*Given request*: Every entry below must be repeated exactly; skip the pictures.

═════ Record excerpts ═════

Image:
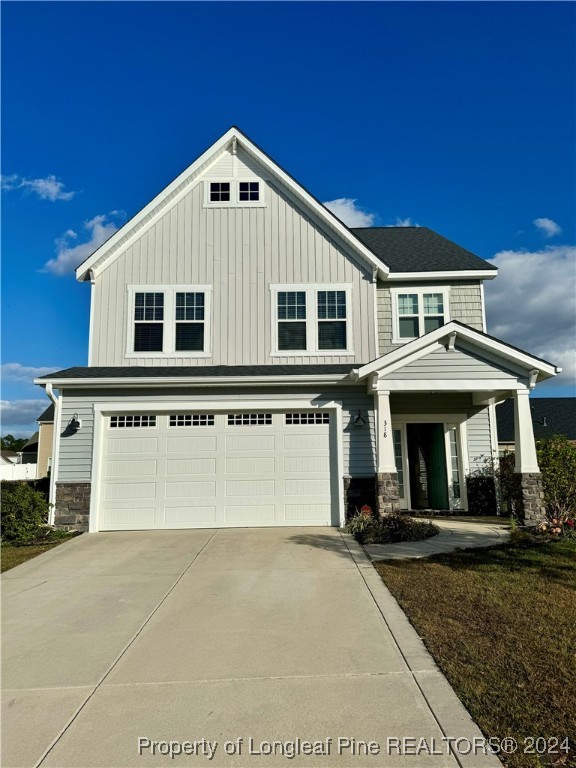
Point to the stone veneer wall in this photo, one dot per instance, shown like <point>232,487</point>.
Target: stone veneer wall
<point>72,506</point>
<point>387,493</point>
<point>358,491</point>
<point>531,498</point>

═════

*Full output*:
Image:
Point to the stone veneer wall in this photo, one dot per instance, shown like <point>232,487</point>.
Target: stone veneer wall
<point>72,506</point>
<point>387,493</point>
<point>358,491</point>
<point>531,498</point>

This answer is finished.